◆ Selected extract
__________________________________________________
Note from BW of Brazil: The photo above was taken several months ago and when it was posted in a social network, it provoked a number of comments on the issue of cultural appropriation. The clothing featured in the advertisement is by a brand known as África Arte and the purpose of the photo was to divulge the fact that brand was now available in the Rio de Janeiro store Savana Rio. Not knowing the owners of the store, I won’t make any quick, baseless judgments, but there are numerous conclusions that one could come to just from the photo. If one visits África Arte’s Facebook page, you will see that the brand specializes in beautiful African-influenced fabrics and patterns. But the question in terms of the photo would be, why have a black woman dressing a white woman in African-inspired clothing?

Now before there are any ridiculous accusations of “reverse racism” (a topic we really need to discuss anyway), this is not to be construed as a declaration that white people can’t wear African-inspired attire. Whites from the United States, Europe, Africa, Brazil and other places around the world have all made it clear that they have no problem experimenting in certain aspects of black culture. The problem comes when said people suddenly attempt to “take over” the style and soon “crown” themselves as originators of said style. We’ve already seen extreme examples of what this could like when African fashion styles were on display at São Paulo Fashion Week but with no black models and then when a Rio de Janeiro play inspired by Afro-Brazilian religious figures featured white actors in the prominent roles.
The other problem I have with the photo is the long held imagery of the black woman working for, pampering or at the service of the white woman. Besides Brazil’s long association of black women with cooking and cleaning, we saw a blatant example of this in a popular clothing store commercial last year.
In Brazil, the debate over cultural appropriation has been raging for a while now with extremes of opinions going in both directions. In some of Brazil’s cities, it is a common site to see African immigrants selling their goods in bustling downtown and middle class neighborhood streets. A few months ago, an Angolan that currently lives in São Paulo told me that in the business of sales, white people are often their biggest consumers. And no businessman/woman is going to reject the chances to make a sale because of someone’s skin color. Nor should they! Sometimes the prices of the items for sale are outside of the budget of black consumers and, as such, anyone practicing sales based upon race could run themselves out of business very quickly. This brings out another possibility regarding the photo. Was it an attempt to market the brand as race neutral in order to not be labeled as a “black” brand and thus possibly driving away the more lucrative (whiter) middle classes? It’s a shame because, as we’ve seen, product marketers often use the excuse of low sales as the reasoning for not having black models representing their products.
In a previous article from November 2014, the attitude toward the usage of headwraps was that they “are part of the head of women with attitude, whether white or black.” Maybe so. But this approach always runs the risk of pushing the image of those responsible or most associated with the style into the background. Which is where black populations always seem to end up in multi-racial societies.
__________________________________________________
◆ Written exercise 1
Filter the rows and copy each one that contains the string "green".
The rows that follow have no connection to the passage on cultural appropriation.

(Lines of data)
__________________________________________________
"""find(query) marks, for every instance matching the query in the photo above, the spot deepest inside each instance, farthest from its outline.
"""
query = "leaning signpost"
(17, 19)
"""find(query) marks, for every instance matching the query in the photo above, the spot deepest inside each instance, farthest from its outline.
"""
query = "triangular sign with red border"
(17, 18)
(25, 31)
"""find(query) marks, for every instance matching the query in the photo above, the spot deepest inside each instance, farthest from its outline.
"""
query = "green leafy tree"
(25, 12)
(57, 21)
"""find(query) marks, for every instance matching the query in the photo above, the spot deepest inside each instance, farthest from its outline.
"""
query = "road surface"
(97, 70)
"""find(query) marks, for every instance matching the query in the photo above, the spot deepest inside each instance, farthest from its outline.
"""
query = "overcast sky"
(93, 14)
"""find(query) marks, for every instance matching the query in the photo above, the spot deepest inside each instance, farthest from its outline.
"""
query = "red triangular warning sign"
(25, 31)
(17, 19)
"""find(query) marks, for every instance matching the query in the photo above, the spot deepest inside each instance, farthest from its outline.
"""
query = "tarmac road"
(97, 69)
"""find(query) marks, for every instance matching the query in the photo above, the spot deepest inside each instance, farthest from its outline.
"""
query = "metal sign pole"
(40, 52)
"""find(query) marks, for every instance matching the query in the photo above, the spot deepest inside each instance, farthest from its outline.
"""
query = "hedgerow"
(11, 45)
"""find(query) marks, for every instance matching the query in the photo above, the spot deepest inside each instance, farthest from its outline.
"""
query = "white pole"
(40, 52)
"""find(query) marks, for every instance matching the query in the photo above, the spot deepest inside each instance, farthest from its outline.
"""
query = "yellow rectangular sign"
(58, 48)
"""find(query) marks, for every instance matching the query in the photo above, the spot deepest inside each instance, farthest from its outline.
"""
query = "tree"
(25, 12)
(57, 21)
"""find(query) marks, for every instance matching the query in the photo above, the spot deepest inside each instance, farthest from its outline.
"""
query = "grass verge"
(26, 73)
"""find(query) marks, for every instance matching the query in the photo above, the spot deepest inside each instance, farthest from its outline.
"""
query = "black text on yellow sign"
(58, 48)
__________________________________________________
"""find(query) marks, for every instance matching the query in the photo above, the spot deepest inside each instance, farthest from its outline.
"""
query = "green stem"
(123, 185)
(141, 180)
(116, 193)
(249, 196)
__________________________________________________
◆ Written exercise 2
Rewrite the passage on cultural appropriation from "Now before there" up to and including "the prominent roles.", updating "ridiculous" to "hasty".

◆ Problem solution 1
query = "green leafy tree"
query = "green stem"

◆ Problem solution 2
Now before there are any hasty accusations of “reverse racism” (a topic we really need to discuss anyway), this is not to be construed as a declaration that white people can’t wear African-inspired attire. Whites from the United States, Europe, Africa, Brazil and other places around the world have all made it clear that they have no problem experimenting in certain aspects of black culture. The problem comes when said people suddenly attempt to “take over” the style and soon “crown” themselves as originators of said style. We’ve already seen extreme examples of what this could like when African fashion styles were on display at São Paulo Fashion Week but with no black models and then when a Rio de Janeiro play inspired by Afro-Brazilian religious figures featured white actors in the prominent roles.